EXERCISE REQUIREMENTS: Arrange all lines of the records below into a numbered list, skipping any blank lines. Leave the pictures out of your answer.

Saved data entries:
___
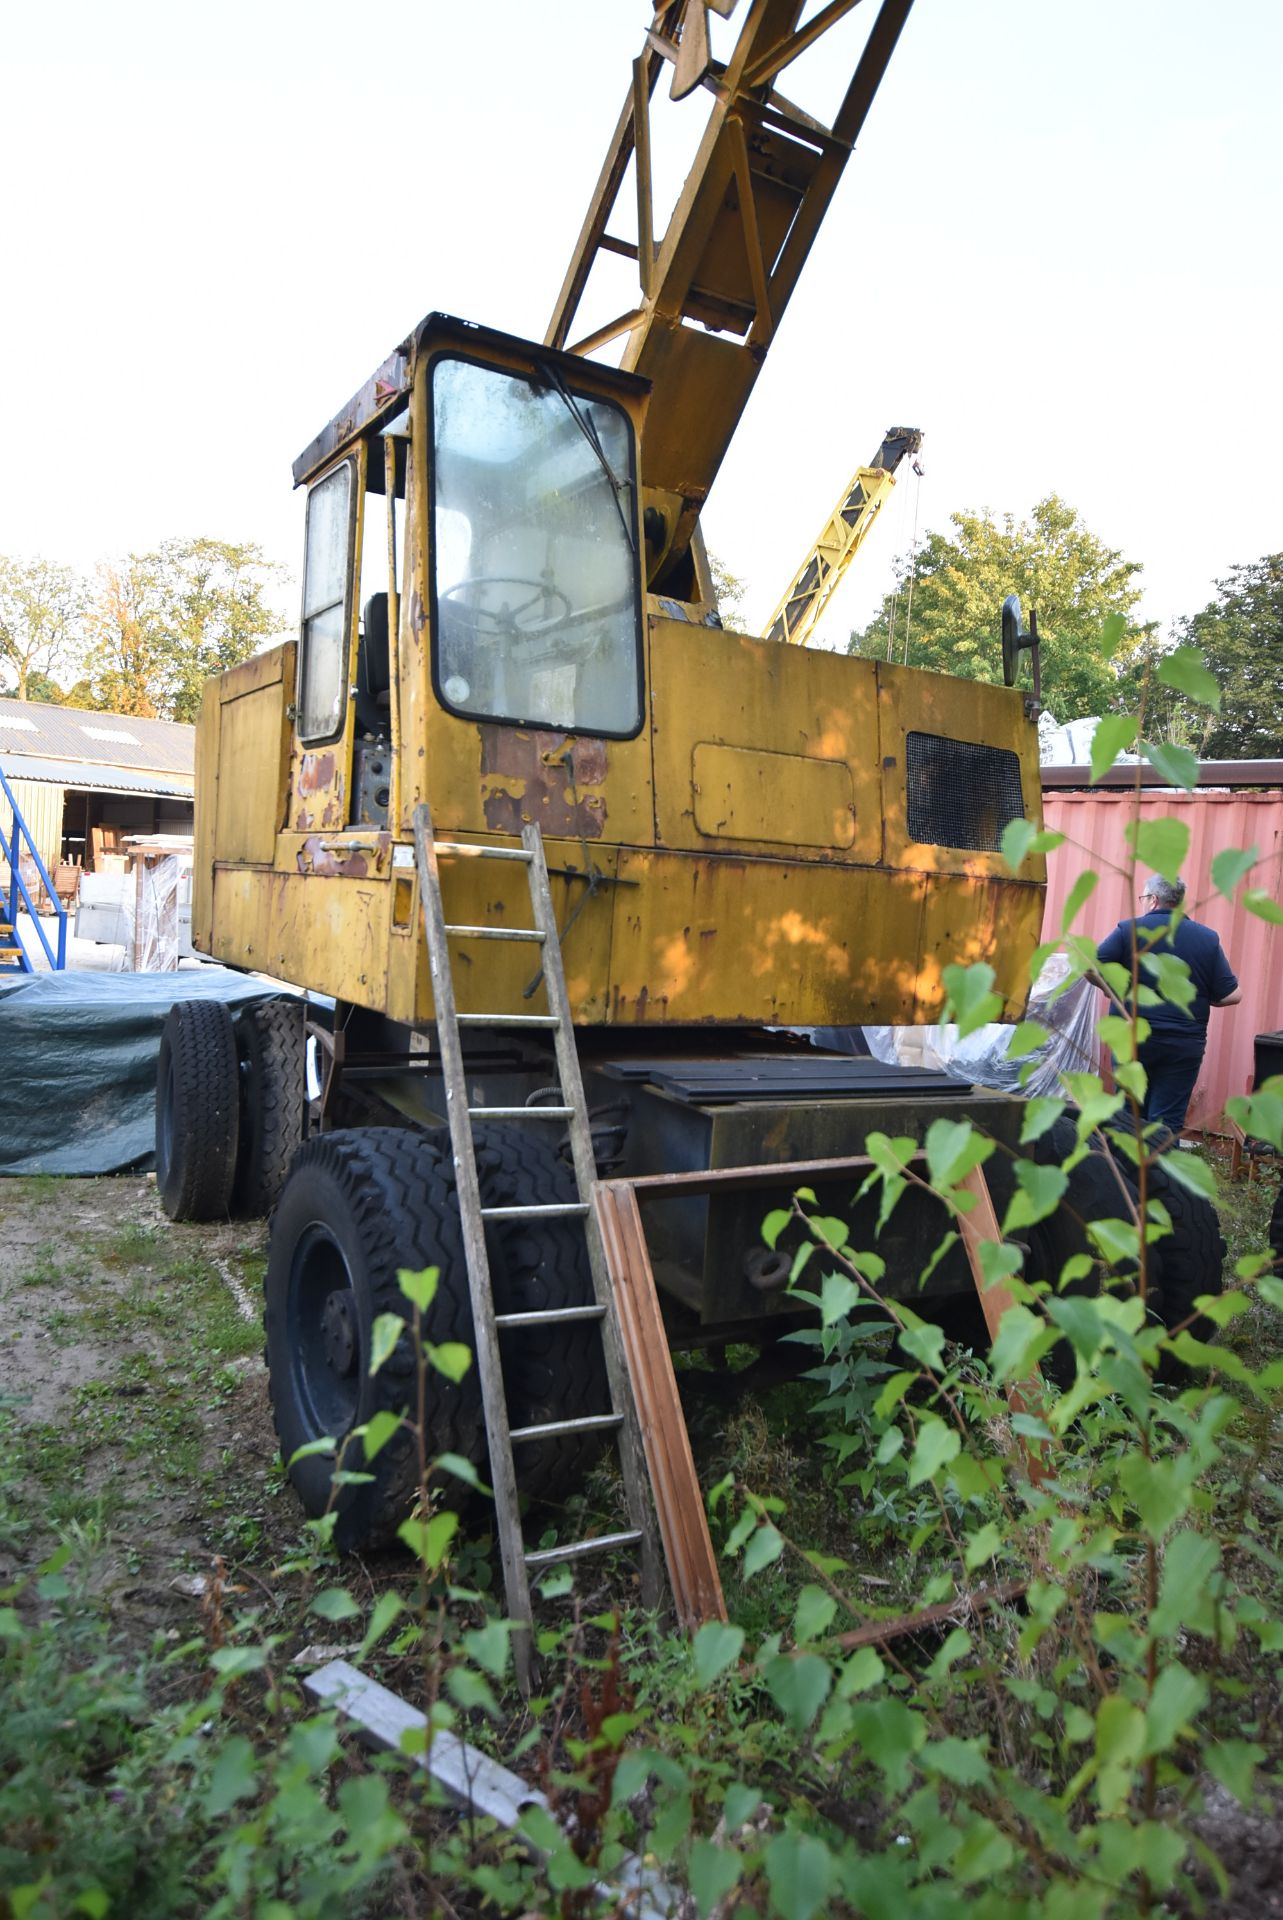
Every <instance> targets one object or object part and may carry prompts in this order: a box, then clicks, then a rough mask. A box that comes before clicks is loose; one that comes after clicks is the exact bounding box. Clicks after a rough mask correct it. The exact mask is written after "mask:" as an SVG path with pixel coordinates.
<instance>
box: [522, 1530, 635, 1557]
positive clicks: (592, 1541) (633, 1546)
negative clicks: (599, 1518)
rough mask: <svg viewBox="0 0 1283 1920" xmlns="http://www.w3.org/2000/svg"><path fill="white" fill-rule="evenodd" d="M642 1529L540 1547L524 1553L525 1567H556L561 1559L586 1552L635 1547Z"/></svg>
mask: <svg viewBox="0 0 1283 1920" xmlns="http://www.w3.org/2000/svg"><path fill="white" fill-rule="evenodd" d="M640 1538H641V1530H640V1528H638V1526H632V1528H630V1530H628V1532H626V1534H597V1538H595V1540H569V1542H567V1546H565V1548H540V1551H538V1553H526V1567H557V1565H559V1563H561V1561H563V1559H582V1557H584V1555H586V1553H611V1551H613V1548H636V1544H638V1540H640Z"/></svg>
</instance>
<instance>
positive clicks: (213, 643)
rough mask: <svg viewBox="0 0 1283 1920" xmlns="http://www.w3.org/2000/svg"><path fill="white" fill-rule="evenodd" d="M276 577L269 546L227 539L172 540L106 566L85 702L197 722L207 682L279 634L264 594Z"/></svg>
mask: <svg viewBox="0 0 1283 1920" xmlns="http://www.w3.org/2000/svg"><path fill="white" fill-rule="evenodd" d="M275 572H277V568H275V566H273V564H271V563H269V561H265V559H263V551H261V547H257V545H252V543H246V545H232V543H229V541H221V540H167V541H163V543H161V545H159V547H157V549H156V553H131V555H129V559H127V561H123V563H121V564H104V566H102V568H100V570H98V586H96V591H94V599H92V607H90V632H92V647H90V655H88V662H86V666H88V672H86V687H85V693H86V697H88V699H90V701H92V703H94V707H100V708H106V710H109V712H123V714H142V716H152V718H161V720H194V718H196V708H198V707H200V693H202V687H204V684H206V680H207V678H209V676H211V674H221V672H225V668H229V666H238V664H240V660H248V659H250V655H252V653H257V649H259V647H261V645H263V641H267V639H271V637H273V634H278V632H280V620H278V616H277V614H275V611H273V609H271V607H269V605H267V597H265V593H267V584H269V580H271V576H273V574H275ZM77 691H81V689H77Z"/></svg>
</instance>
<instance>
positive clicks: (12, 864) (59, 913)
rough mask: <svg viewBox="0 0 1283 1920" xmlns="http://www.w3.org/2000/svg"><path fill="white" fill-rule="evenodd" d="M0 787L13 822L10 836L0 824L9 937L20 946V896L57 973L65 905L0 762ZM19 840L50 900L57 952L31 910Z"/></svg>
___
SOLUTION TO THIS PROBLEM:
1. Every <instance> targets one object or object part and may carry prompts in this order: a box, then clicks, then a rough mask. A box that comes before clicks is loose; one that comes after clicks is the exact bounding box. Clicks after a rough mask correct it. The exact mask is written after "mask:" as an SVG path with pixel coordinates.
2. <instance>
3. box: [522, 1530, 635, 1557]
4. positive clicks: (592, 1541) (633, 1546)
5. negative clicks: (599, 1518)
6. rough mask: <svg viewBox="0 0 1283 1920" xmlns="http://www.w3.org/2000/svg"><path fill="white" fill-rule="evenodd" d="M642 1529L540 1547L524 1553L525 1567H556L561 1559L586 1552L635 1547Z"/></svg>
7. mask: <svg viewBox="0 0 1283 1920" xmlns="http://www.w3.org/2000/svg"><path fill="white" fill-rule="evenodd" d="M640 1538H641V1530H640V1528H638V1526H632V1528H630V1530H628V1532H626V1534H597V1538H595V1540H569V1542H567V1546H565V1548H540V1551H538V1553H526V1567H557V1565H559V1563H561V1561H563V1559H582V1557H584V1555H586V1553H611V1551H613V1548H636V1544H638V1540H640Z"/></svg>
8. </instance>
9. <instance>
10. positive clicks: (213, 643)
11. rough mask: <svg viewBox="0 0 1283 1920" xmlns="http://www.w3.org/2000/svg"><path fill="white" fill-rule="evenodd" d="M276 577L269 546L227 539L172 540L106 566L85 702L197 722L207 682L279 634L264 594Z"/></svg>
12. mask: <svg viewBox="0 0 1283 1920" xmlns="http://www.w3.org/2000/svg"><path fill="white" fill-rule="evenodd" d="M275 572H277V568H275V566H273V564H271V563H269V561H265V559H263V551H261V547H257V545H252V543H246V545H232V543H229V541H221V540H167V541H163V543H161V545H159V547H157V549H156V553H131V555H129V559H127V561H123V563H121V564H104V566H102V568H100V570H98V586H96V591H94V599H92V607H90V632H92V647H90V655H88V662H86V666H88V672H86V687H85V693H86V697H88V699H90V701H92V703H94V707H100V708H106V710H109V712H123V714H142V716H152V718H161V720H194V718H196V708H198V707H200V693H202V687H204V684H206V680H207V678H209V676H211V674H221V672H225V668H229V666H238V664H240V660H248V659H250V655H252V653H257V649H259V647H261V645H263V641H267V639H271V637H273V634H278V632H280V620H278V616H277V614H275V611H273V609H271V607H269V605H267V597H265V593H267V584H269V580H271V576H273V574H275ZM77 691H81V689H77Z"/></svg>
13. </instance>
14. <instance>
15. positive clicks: (12, 864) (59, 913)
16. rough mask: <svg viewBox="0 0 1283 1920" xmlns="http://www.w3.org/2000/svg"><path fill="white" fill-rule="evenodd" d="M0 787L13 822L10 836L0 824L9 937L20 946V896L57 973L65 905L0 762ZM19 840L50 900L57 952L31 910Z"/></svg>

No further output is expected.